Extend the essay below on the mission of the Hebrew nation, starting right after its last sentence.

• **Excerpt**
----------------

Howsoever devoted Christians are to the Old Testament, they lack the genetic lineage from the patriarchs Abraham, Isaac and Jacob, and therefore are not includable in the people that they erroneously believe were chosen by God as his people.

For some Gentiles, devoted to the God of Abraham, anti-Semitism takes the form of anger over an erroneous notion that their love, in the eyes of God, occupies a secondary place behind that of the Jewish People.

Analogously, in Genesis, we see the tale of Cain and Abel. Abel’s gift to God is acceptable and Cain’s is rejected. Cain’s bitterness and jealousy, in what he perceives as the denial of God’s love, results in the murder of his brother.

Similarly, in Genesis, the sons of Jacob were angered over what appeared to be Jacob’s greater love for their brother Joseph, upon whom Jacob conferred a coat of many colors. Only upon the plea of one brother to sell Joseph into slavery was Joseph’s life saved from death at the hands of his jealous brothers.

For some Christians, even inflicting pain upon the Jews is not enough to soothe the wounds of shame of being second-class citizens in the world of the God that they have adopted and love.

The ultimate question

Was the creation of the Hebrew nation, for the purposes of spreading the civilizing effect of God’s Torah and to defeat world wickedness, successful? History strongly suggests that it accomplished little if anything. We live in a world bereft of morality and beset with national and personal greed. Our societies are rank with dishonesty, perversion of justice, rape, sexual promiscuity and wars of such magnitude that we have the capacity of total self-destruction.

The failure of the Hebrew nation’s mission is confirmed by the fact that, for 2000 years, Jews have been obliged to wander the surface of the earth, despised, landless and without Temple, going from host nation to host nation until rudely cast out.

Assuredly, the vengeance which God sought to deny himself through the creation of the Hebrew people, was directed to that very same people as a result of its failure to accomplish its mission.

Ah! But like all other Judaic critical self-examinations, there is always “the other view”.

God’s vengeance against all of his creatures has not been rekindled and he has not, as yet, again destroyed the world.

On reflection, what better way could God’s designed people have to spread the essential civilizing aspect of his Torah than to travel from nation to nation throughout the world for 2000 years educating its peoples on the essential aspects of God’s moral imperative through Torah.

----------------

• **Material provided**

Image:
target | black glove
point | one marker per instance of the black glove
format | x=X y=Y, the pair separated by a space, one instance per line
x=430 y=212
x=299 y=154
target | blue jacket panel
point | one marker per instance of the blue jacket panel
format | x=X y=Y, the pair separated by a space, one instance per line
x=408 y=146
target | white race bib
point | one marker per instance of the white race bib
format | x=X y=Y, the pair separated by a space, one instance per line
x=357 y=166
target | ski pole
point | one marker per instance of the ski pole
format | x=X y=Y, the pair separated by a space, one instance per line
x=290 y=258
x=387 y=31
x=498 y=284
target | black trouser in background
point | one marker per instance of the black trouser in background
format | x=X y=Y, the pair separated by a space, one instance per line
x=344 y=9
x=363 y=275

----------------

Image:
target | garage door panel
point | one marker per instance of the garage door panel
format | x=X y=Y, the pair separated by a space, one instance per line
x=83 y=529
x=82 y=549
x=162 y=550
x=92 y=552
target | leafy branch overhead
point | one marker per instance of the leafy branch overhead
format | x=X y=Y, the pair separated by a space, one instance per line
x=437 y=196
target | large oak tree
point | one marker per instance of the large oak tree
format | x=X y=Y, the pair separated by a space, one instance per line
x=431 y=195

----------------

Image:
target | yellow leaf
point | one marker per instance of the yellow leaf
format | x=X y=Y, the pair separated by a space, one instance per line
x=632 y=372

----------------

• **Response to this task**
Could it be that the Galus (2,000 years of wandering) was part of the Hebrew mission?

Viewed from yet a different perspective

The Christian world believes that the Jew, Jesus of Nazareth, born to Mary at the start of his Era, had a special relationship with the God of Abraham Isaac and Jacob.

If that were so, he would join a number of other of God’s human creatures, Noah, Jonah, Moses, and others who God selected to perform designated tasks on behalf of the Almighty. While they were all men of honor and respect, none were deities or lesser deities, nor could they be, given God’s declaration of his exclusiveness in both the first and second of the 10 Commandments.

On reflection, the service performed by Jesus, John the Baptist, the Hebrew preacher, the 13 Jewish apostles, and the Pharisee Saul of Tarsus (Paul) was totally consistent with the mission to bring Torah to the world, assigned by God to their Jewish nation. Paul, along with Christian doctrine, introduced the Torah and the other sacred Hebrew texts to the known world.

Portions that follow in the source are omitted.